* Текст:
════

Но Марк Аврелий напрасно рассчитывал на добрую природу своего сына. Его можно простить, если поверить современнику — Диону Кассию: «Коммод не был зол от природы. В нем не было ни лукавства, ни злобы. Наоборот: по природе он был слишком прост и робок, отчего и попал в подлую зависимость от своего окружения». Это вполне вероятно, и если так, то можно восстановить всю цепь заблуждений, исходную точку которых мы видели выше. Первой неосторожностью родителей был выбор Клеандра, способного, как показало будущее, на что угодно. Не настояв на своем при попытке удалить весьма подозрительного Саотера, мать вновь проявила слабость, которая дорого обошлась династии. Наконец, отец слепо верил, что окружением нового государя останется прежний Императорский совет, а это было чистейшей иллюзией.
Иллюзией непростительной, но все-таки объяснимой. Так должен был думать утомленный человек, лишившийся дара воображения, вверивший себя безличному Провидению. Он чисто автоматически повторил процесс возведения на престол Луция, случившийся пятнадцать лет тому назад. На его взгляд, Коммод и был вторым Луцием: сильным физически, жизнелюбивым, явно не злонамеренным. Он был довольно красив, его должны были любить солдаты. Ум его ленив? — Но за него все будет решать Помпеян. Кроме того, отец собирался и сам научить его государственным делам. И это был разумный план, но он не оставлял возможности выбора впредь. К тому же он не учитывал подводных течений в комнатах отрока. Коммод был робок, но только потому, что его подавлял образ отца. Лишившись матери, мальчик оказался в полной зависимости от человека, с которым он не надеялся сравняться, — и при этом знал, что совершенство его критикуют. Тогда он замкнулся в своем тайном мире, приучился скрывать и свои умственные недостатки, и мало оцененные физические достоинства. Клеандр с Саотером (пока еще заодно) учили его ждать и казаться покорным.

════

* Строки:
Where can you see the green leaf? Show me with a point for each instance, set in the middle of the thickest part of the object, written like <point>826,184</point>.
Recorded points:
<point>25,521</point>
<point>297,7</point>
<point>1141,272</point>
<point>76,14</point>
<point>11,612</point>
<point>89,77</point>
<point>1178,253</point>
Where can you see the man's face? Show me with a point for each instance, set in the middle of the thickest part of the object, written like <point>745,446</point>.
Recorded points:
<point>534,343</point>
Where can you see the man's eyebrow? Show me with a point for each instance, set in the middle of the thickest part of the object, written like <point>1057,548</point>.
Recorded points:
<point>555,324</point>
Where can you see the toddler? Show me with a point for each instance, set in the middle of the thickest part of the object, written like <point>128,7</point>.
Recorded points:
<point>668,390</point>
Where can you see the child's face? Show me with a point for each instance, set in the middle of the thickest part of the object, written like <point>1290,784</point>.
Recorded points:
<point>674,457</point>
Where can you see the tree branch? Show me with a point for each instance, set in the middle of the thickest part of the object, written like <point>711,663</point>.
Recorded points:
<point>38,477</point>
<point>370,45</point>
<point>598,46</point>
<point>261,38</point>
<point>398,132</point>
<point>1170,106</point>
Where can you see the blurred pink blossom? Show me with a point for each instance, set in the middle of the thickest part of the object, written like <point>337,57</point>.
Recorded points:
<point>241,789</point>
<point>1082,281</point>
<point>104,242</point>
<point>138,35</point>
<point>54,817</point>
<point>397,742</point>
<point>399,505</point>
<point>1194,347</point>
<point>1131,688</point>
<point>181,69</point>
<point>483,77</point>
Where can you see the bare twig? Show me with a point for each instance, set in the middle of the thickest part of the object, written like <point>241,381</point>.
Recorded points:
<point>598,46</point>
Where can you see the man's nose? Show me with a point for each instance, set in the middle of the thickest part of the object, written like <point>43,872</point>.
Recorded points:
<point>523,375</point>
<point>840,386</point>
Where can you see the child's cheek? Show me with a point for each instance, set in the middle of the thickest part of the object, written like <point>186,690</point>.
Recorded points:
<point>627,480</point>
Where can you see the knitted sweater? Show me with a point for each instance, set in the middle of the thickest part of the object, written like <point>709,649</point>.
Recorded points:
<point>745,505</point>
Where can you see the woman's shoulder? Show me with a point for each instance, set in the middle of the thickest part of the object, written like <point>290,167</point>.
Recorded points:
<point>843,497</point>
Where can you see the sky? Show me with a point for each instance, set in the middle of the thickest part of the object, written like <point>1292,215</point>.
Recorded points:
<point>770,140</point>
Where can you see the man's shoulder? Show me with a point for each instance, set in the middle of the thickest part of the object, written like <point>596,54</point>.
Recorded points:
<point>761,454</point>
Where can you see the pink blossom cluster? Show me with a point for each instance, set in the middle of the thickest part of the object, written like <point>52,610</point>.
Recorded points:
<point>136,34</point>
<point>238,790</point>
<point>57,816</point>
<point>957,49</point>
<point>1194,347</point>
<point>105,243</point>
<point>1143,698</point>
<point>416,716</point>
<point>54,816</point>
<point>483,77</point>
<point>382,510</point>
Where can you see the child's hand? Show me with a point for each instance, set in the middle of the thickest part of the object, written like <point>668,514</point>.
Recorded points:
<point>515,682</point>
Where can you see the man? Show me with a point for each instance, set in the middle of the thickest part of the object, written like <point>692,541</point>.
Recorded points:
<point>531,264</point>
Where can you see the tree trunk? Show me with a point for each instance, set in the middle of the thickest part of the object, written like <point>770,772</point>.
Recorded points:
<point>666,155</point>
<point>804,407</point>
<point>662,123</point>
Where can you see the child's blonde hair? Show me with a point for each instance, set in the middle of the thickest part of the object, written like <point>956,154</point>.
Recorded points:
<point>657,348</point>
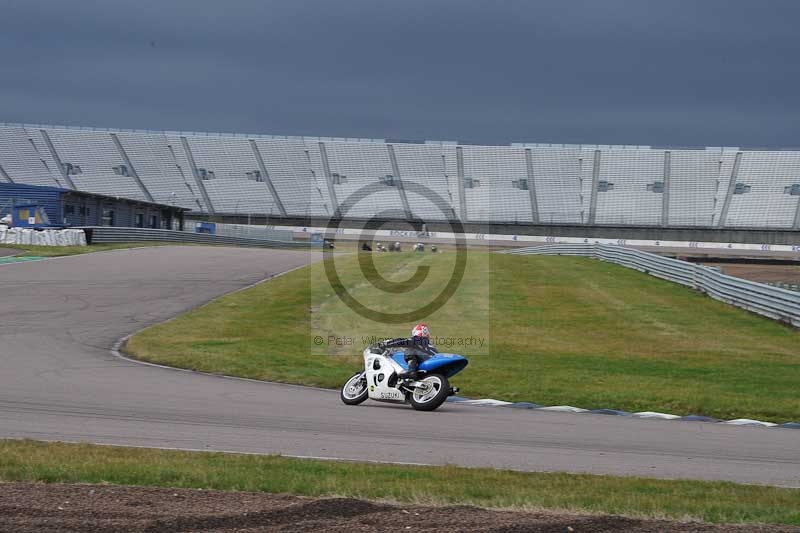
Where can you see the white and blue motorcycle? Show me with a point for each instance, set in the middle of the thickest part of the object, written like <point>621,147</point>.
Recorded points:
<point>378,381</point>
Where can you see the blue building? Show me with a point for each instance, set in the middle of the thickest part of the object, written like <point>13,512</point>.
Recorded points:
<point>82,209</point>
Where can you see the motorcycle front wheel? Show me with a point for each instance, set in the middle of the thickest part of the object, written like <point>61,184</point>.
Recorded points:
<point>355,390</point>
<point>431,395</point>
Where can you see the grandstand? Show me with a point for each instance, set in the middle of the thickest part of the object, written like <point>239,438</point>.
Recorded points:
<point>311,177</point>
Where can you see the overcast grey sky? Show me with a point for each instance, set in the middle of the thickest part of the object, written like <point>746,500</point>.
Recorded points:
<point>679,73</point>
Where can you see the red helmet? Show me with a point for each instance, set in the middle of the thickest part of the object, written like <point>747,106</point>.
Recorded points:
<point>420,330</point>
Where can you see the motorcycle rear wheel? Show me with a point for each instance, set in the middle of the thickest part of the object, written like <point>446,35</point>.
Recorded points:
<point>355,390</point>
<point>432,397</point>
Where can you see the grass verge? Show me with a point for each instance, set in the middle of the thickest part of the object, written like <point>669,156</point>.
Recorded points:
<point>709,501</point>
<point>561,330</point>
<point>59,251</point>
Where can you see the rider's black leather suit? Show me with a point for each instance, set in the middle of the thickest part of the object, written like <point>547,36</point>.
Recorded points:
<point>415,350</point>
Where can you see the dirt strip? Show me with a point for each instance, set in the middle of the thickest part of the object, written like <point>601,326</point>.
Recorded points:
<point>29,507</point>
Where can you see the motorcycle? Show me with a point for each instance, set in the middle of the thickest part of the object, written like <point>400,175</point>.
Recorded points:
<point>378,381</point>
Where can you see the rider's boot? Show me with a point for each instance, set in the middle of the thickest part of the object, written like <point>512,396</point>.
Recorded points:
<point>411,373</point>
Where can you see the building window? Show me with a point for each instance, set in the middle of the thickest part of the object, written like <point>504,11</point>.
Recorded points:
<point>108,217</point>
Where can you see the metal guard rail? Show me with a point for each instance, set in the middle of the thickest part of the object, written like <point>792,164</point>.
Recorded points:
<point>766,300</point>
<point>106,234</point>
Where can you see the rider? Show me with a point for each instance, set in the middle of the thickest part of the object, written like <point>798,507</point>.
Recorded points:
<point>419,345</point>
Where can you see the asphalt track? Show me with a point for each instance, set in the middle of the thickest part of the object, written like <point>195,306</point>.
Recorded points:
<point>58,381</point>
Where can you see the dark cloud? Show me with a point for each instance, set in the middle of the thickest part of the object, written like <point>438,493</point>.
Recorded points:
<point>612,72</point>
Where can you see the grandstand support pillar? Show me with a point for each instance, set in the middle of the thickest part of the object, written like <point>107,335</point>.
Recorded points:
<point>731,187</point>
<point>198,180</point>
<point>665,193</point>
<point>263,169</point>
<point>462,194</point>
<point>323,153</point>
<point>4,175</point>
<point>595,185</point>
<point>531,186</point>
<point>57,159</point>
<point>401,189</point>
<point>128,162</point>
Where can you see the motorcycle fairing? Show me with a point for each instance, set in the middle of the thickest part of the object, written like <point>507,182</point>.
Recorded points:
<point>448,364</point>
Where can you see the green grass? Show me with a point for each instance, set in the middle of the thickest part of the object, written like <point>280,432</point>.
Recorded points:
<point>560,330</point>
<point>59,251</point>
<point>709,501</point>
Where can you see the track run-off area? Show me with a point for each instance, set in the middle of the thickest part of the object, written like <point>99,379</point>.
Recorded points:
<point>59,319</point>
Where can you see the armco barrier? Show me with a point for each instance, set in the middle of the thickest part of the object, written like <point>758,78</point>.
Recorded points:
<point>105,234</point>
<point>773,302</point>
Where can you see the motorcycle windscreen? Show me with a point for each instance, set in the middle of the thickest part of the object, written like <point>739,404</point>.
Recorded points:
<point>400,359</point>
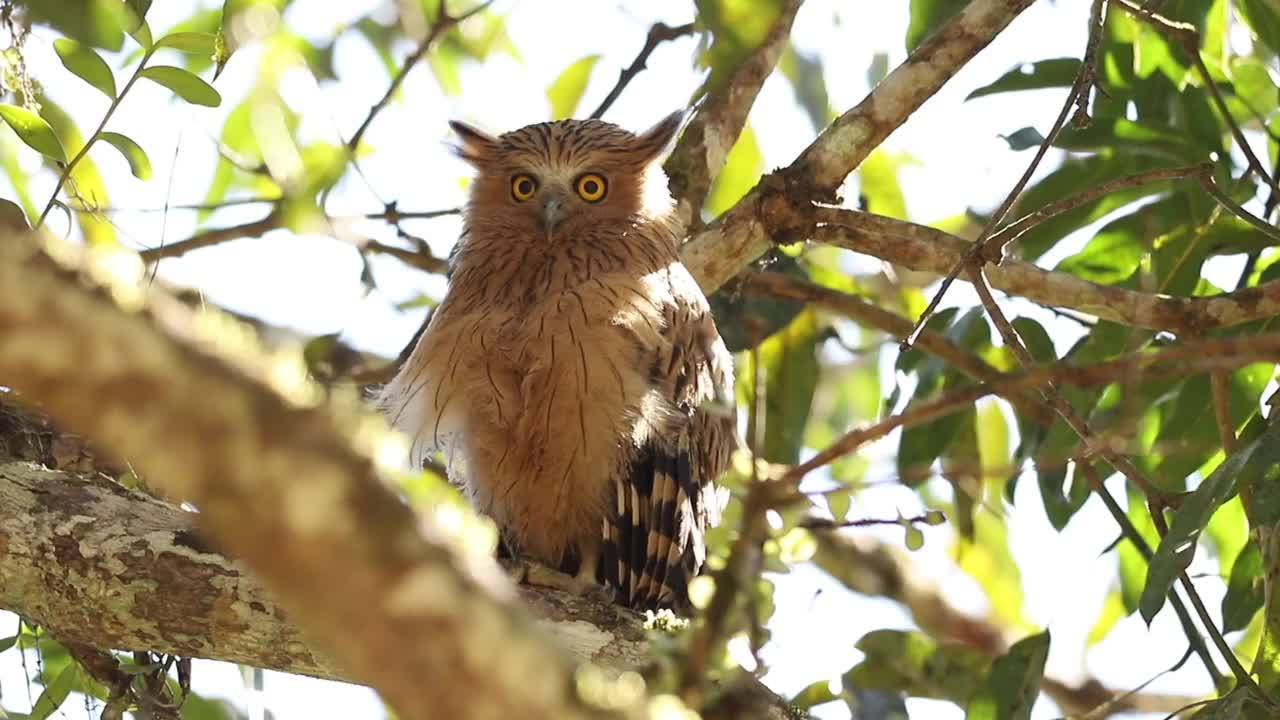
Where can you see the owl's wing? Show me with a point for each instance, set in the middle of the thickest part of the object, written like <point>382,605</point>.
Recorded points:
<point>664,497</point>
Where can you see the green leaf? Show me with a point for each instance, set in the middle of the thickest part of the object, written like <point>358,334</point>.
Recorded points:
<point>805,74</point>
<point>142,36</point>
<point>1059,72</point>
<point>138,162</point>
<point>193,42</point>
<point>743,169</point>
<point>1023,139</point>
<point>33,131</point>
<point>1014,682</point>
<point>567,90</point>
<point>734,311</point>
<point>184,85</point>
<point>86,64</point>
<point>1264,19</point>
<point>917,665</point>
<point>1244,591</point>
<point>928,16</point>
<point>877,180</point>
<point>12,217</point>
<point>55,693</point>
<point>1178,547</point>
<point>790,360</point>
<point>1114,254</point>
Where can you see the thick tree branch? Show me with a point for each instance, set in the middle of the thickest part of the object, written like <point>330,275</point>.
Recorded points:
<point>745,232</point>
<point>705,142</point>
<point>100,565</point>
<point>280,484</point>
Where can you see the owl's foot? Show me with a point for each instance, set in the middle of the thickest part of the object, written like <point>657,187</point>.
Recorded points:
<point>526,572</point>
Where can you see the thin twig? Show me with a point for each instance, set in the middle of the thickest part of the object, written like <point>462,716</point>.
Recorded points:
<point>1088,74</point>
<point>1188,37</point>
<point>1189,358</point>
<point>658,33</point>
<point>214,236</point>
<point>1018,228</point>
<point>824,524</point>
<point>864,313</point>
<point>443,24</point>
<point>1082,83</point>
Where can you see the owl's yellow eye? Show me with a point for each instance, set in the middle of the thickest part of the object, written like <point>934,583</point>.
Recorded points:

════

* Что сделать:
(1) Выпишите без изменений фрагмент текста о Коммоде, который начинается словами «Но Марк Аврелий» и заканчивается словами «было чистейшей иллюзией.».
(2) Продолжите текст о Коммоде, начав сразу после его последнего предложения.

* Ответы ниже:
(1)
Но Марк Аврелий напрасно рассчитывал на добрую природу своего сына. Его можно простить, если поверить современнику — Диону Кассию: «Коммод не был зол от природы. В нем не было ни лукавства, ни злобы. Наоборот: по природе он был слишком прост и робок, отчего и попал в подлую зависимость от своего окружения». Это вполне вероятно, и если так, то можно восстановить всю цепь заблуждений, исходную точку которых мы видели выше. Первой неосторожностью родителей был выбор Клеандра, способного, как показало будущее, на что угодно. Не настояв на своем при попытке удалить весьма подозрительного Саотера, мать вновь проявила слабость, которая дорого обошлась династии. Наконец, отец слепо верил, что окружением нового государя останется прежний Императорский совет, а это было чистейшей иллюзией.

(2)
Ласковый отец
В «Размышлениях», как можно убедиться, много говорится и о необходимости быть снисходительным к ближнему, и о том, как улучшить его терпением и кротостью. Тень Коммода, надо думать, проходит в таком наставлении: «Если кто ошибается, учить благожелательно и показывать, в чем недосмотр. А не можешь, так себя же брани, а то и не брани» (X, 4). Последняя оговорка поражает: она открывает дверь этике полной безответственности. В конечном счете вина не лежит ни на ком. На миг можно подумать, что мы услышали евангельскую заповедь, но нет: никакого пересечения с христианством не будет, а будет сказано кратко: «Проступок другого надо оставить там» (IX, 20) — говоря попросту, ну его. Тут нет никакого эгоизма: это желание примирения любой ценой; и еще в одной записи оно опять становится вполне человеческим: «Благожелательность непобедима… Ну что самый злостный тебе сделает, если будешь неизменно благожелателен к нему, и раз уж так случилось, станешь тихо увещевать и переучивать его мягко в то самое время, когда он собирается сделать тебе зло: Нет, детка, не на то мы родились, мне-то вреда не будет, а тебе, детка, вред… И чтоб ни усмешки тайной, ни брани, нет — любовно и без ожесточенья в душе. И не так, словно это в школе…» (XI, 18).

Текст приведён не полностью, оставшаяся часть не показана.